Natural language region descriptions
⟨

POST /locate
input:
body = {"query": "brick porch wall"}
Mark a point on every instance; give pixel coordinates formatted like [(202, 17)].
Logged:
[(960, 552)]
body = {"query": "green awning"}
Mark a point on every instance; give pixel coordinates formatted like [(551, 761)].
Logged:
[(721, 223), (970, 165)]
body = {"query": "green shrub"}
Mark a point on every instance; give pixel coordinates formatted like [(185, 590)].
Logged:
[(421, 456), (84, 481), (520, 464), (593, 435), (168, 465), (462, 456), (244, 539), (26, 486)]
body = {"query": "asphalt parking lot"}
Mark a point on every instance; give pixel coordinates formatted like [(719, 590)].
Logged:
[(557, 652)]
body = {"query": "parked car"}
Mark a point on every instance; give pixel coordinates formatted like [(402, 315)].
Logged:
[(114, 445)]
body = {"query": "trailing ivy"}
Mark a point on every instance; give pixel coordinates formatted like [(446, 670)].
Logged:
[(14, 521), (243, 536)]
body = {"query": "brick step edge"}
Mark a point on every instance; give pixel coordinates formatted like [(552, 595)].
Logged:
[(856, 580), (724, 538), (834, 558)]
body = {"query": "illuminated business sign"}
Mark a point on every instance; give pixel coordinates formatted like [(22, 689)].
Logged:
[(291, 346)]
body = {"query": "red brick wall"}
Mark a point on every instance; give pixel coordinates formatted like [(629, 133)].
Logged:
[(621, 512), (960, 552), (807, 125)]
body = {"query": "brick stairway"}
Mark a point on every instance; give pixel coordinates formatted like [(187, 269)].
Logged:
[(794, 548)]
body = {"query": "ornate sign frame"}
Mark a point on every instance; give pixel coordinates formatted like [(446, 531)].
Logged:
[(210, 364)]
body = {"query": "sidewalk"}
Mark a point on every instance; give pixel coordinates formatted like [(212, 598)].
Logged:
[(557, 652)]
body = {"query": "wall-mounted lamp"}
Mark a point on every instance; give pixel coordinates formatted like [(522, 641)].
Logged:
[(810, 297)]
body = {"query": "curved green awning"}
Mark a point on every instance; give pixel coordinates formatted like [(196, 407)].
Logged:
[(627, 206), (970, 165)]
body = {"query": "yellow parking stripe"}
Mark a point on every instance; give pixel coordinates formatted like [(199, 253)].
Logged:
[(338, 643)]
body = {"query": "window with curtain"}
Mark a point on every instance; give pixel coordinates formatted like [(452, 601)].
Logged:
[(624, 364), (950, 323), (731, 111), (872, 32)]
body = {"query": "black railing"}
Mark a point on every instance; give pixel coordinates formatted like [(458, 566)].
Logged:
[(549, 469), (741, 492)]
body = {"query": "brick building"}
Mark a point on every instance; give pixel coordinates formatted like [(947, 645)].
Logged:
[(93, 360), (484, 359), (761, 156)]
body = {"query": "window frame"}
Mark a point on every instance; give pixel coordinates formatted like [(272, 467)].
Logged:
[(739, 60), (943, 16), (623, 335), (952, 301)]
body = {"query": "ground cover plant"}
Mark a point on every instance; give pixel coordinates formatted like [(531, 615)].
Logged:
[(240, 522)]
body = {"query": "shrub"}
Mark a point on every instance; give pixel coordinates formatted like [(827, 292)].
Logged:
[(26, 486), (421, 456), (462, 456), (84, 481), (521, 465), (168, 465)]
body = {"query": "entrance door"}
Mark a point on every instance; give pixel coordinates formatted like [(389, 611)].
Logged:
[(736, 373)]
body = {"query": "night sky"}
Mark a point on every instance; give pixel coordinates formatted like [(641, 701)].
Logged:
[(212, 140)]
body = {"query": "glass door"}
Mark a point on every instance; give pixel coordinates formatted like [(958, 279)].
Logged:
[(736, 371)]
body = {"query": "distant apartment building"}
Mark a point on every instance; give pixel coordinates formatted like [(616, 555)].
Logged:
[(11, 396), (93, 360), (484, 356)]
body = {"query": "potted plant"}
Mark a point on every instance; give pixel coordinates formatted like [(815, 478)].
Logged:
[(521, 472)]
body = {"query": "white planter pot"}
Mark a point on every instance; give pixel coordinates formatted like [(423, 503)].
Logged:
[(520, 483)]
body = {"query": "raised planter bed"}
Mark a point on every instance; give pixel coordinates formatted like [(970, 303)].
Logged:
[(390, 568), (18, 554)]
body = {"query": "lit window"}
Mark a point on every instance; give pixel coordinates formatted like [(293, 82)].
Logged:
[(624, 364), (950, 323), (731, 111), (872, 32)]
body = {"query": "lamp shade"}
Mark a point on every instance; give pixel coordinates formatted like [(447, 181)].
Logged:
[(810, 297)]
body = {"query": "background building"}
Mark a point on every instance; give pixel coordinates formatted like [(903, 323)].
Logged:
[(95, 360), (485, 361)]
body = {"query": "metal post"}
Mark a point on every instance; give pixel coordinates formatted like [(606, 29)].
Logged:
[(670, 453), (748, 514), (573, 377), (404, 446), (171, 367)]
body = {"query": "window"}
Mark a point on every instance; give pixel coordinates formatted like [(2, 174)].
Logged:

⟩

**Brief**: Set down exactly the lines that begin with the one containing "like [(293, 82)]." and end with the last line above, and no others.

**Answer for this exercise**:
Mark a point on every instance; give pixel coordinates formatted like [(293, 82)].
Logged:
[(624, 364), (950, 323), (731, 111), (872, 32)]
body = {"query": "lamp shade"}
Mark a point on every instance; give pixel coordinates formatted like [(447, 181)].
Logged:
[(810, 297)]
body = {"query": "background building"}
Mark a point on every instance; give pixel coordinates formatted like [(903, 323)].
Logged:
[(95, 360), (485, 361)]
body = {"query": "metal post"}
Mark a point on every instance; give pixel coordinates formatted like [(606, 29)].
Logged:
[(670, 453), (748, 514), (573, 377), (404, 446), (171, 367)]
body = {"query": "window"}
Mark a point on every instance; give pixel coordinates formatted like [(2, 174)].
Logged:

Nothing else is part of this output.